What the task requires: Continue the essay on Chicago's abolitionist moment from the point where it stops.

Excerpted text:

An Abolitionist Moment in Chicago

An Abolitionist Moment in Chicago

This moment holds possibilities for change that we have never before experienced… we are asked now to consider how we might imagine justice in the future. This is a very exciting moment. I don’t know if we have ever experienced this kind of global challenge to racism and to the consequences of slavery and colonialism… this is a pivotal moment. This is a moment of possibility. That does not mean that we are offered a new future. What we are offered is the possibility of reimagining and recreating the future.
Angela Davis, June 20 2020, Port of Oakland

… it takes a lot of things to change the world:
Anger and tenacity. Science and indignation,
The quick initiative, the long reflection,
The cold patience and the infinite perseverance,
The understanding of the particular case and the understanding of the ensemble:
Only the lessons of reality can teach us to transform reality
Bertolt Brecht, Einverständnis / Ideology of Consent

A Necessary Preface

Last month, Democratic Socialists of America member Cinzia Arruza wrote an analysis of DSA’s actions to date in the resurgence of Black Lives Matter which I read as fundamentally about 4 things:

  1. DSA is not an interventionist organization.
  2. DSA needs to become an interventionist organization to meet the needs of the antiracist rebellion we are in—as the largest socialist organization not only right now but in the last 100 years.

Provided material:
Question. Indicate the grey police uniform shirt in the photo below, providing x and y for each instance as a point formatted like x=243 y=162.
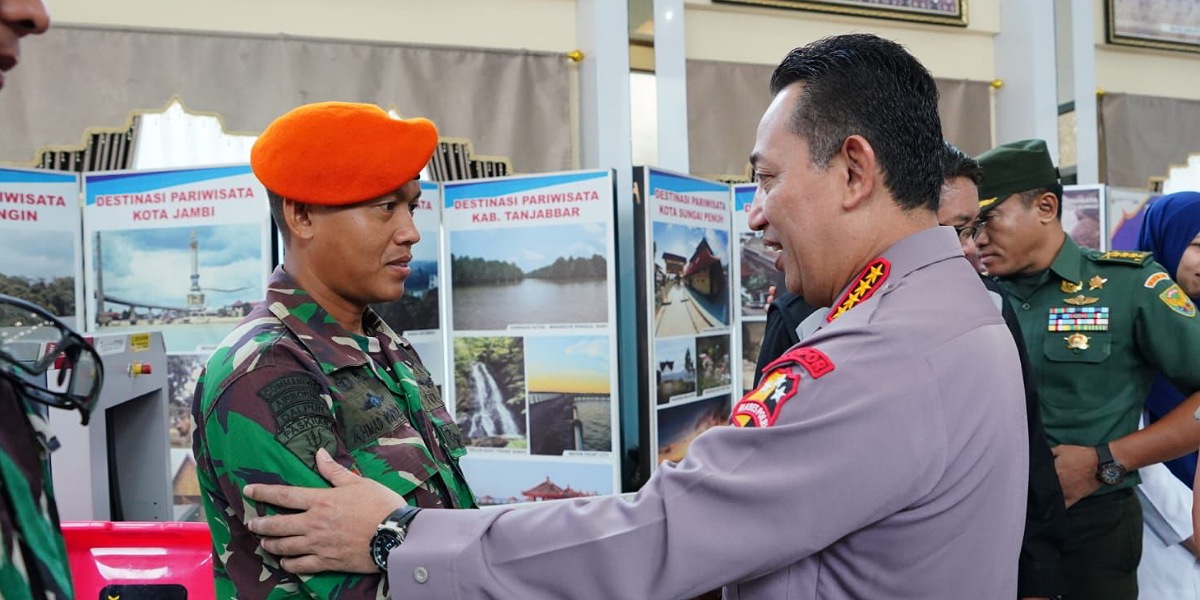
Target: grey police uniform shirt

The response:
  3. Despite the many publications-based conversations, DSA does not “have a vibrant culture of debate.” I attribute this, in part, to the fact that most assessment occurs in the Executive Committee, but
  4. The lack of vibrant internal debate is reflective of an absent political value, that DSA should be a space where the disagreements that exist as the formative Big Tent principle of DSA should be encouraged and openly contested.

The organization, strategies, and tactics Arruzza describes here (I and II) would require a political reorientation of DSA, not simply changing the organizational practices. Arruzza suggests that DSA is not an organization that has “a vibrant internal debate”—a space to openly contest ideas. Changing this involves confronting the politics that produce these organizational practices that inform the organization’s everyday tactical and strategic decisions.

It involves making a political argument about why we need intentional structures to make spaces for arguments to be contested, like for instance in post-action assessment. It involves a transparent, open process of comradely debate where tactics and practice are discussed, including an assessment of what was argued beforehand, what won out, how that was executed, how it played out, and what played out relative to what we had hoped.

Why Intervene?

The police murder of George Floyd set in motion spontaneous protests that became a riot that became an uprising that became a rebellion. When the people burned down the 3rd Precinct of Minneapolis, they raised the possibility that the police are an institution that can be changed. This revolutionary knowledge is becoming generalized across the population, and the state of affairs is changing every day. So our politics must move, too, in order to seize the moment and organize the massive spontaneous upsurge that has posed the greatest threat to the state in decades.

The rebellion did not stay in Minneapolis but moved across the country in the names of Breonna Taylor, Tony McDade, Rayshard Brooks, and many others. Since then the Minneapolis City Council has voted to abolish their police department and immediately transition to an alternative safety force. Sixteen other cities have begun the process of defunding the police.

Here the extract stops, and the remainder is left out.